*GIVEN EXERCISE*.
Substitute "sidewalk" for "pavement" in the data lines running from the line that contains "Indicate the dark" through the end of the data, both ends included. Reproduce only those lines, with everything else unchanged.

(Data records)
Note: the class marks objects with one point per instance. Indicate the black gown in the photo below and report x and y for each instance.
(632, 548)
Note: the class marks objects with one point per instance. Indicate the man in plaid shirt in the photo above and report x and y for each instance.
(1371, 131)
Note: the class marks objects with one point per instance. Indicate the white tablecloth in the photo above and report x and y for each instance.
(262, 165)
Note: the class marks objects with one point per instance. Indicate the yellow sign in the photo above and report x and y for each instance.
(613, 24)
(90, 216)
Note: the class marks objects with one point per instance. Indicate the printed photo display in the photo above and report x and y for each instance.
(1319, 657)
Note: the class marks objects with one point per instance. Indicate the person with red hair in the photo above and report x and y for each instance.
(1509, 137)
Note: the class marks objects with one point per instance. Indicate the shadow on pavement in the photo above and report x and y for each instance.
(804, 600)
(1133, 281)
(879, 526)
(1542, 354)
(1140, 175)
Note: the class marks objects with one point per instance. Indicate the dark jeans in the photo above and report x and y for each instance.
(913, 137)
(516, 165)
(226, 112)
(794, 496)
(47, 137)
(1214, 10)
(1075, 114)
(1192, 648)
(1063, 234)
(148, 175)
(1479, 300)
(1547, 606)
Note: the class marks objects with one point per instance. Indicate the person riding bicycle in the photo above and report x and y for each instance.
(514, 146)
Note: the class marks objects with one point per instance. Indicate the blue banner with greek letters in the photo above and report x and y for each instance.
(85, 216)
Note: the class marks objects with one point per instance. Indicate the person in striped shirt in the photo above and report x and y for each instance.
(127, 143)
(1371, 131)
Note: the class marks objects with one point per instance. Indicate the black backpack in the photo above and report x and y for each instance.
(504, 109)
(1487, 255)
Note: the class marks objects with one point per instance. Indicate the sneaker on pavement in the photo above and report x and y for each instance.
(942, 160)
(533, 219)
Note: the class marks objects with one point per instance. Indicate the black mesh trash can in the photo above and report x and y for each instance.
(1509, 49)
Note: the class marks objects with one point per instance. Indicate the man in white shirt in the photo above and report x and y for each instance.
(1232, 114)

*FINAL RESULT*.
Note: the class marks objects with one point per instance. Indicate the dark jeans in the photo above and report x and y for each instance.
(913, 137)
(516, 165)
(226, 112)
(794, 496)
(47, 137)
(1214, 10)
(1075, 114)
(1192, 648)
(1063, 234)
(148, 175)
(1479, 300)
(1547, 606)
Note: the class marks objects with one point per instance. Indicate the person riding bicycle in the photo above and report x and y for each instance.
(514, 146)
Note: the class marks objects with one point per instance. Indicate the blue banner with greek letters in the photo above and report x and y for each instance.
(85, 216)
Note: the class marks objects with one point per instance. Indicate the person in striped shirt in the photo above and report x and y for each instance.
(127, 143)
(1371, 131)
Note: the class marks objects with one point per instance. Indicate the black backpack in the photo above and report x and y for each instance.
(504, 109)
(1487, 255)
Note: the class marks objects with one point per instance. Indicate the sneaker on sidewalk in the photo above and report x and y for each instance.
(942, 160)
(533, 219)
Note: the class marks objects with one point per instance. Indicate the black mesh trash can in the photo above and report x and y for each instance.
(1509, 49)
Note: the class marks objects with one point per instance. Indicate the man in white shirt in the photo above and report x and y for each instance.
(1232, 114)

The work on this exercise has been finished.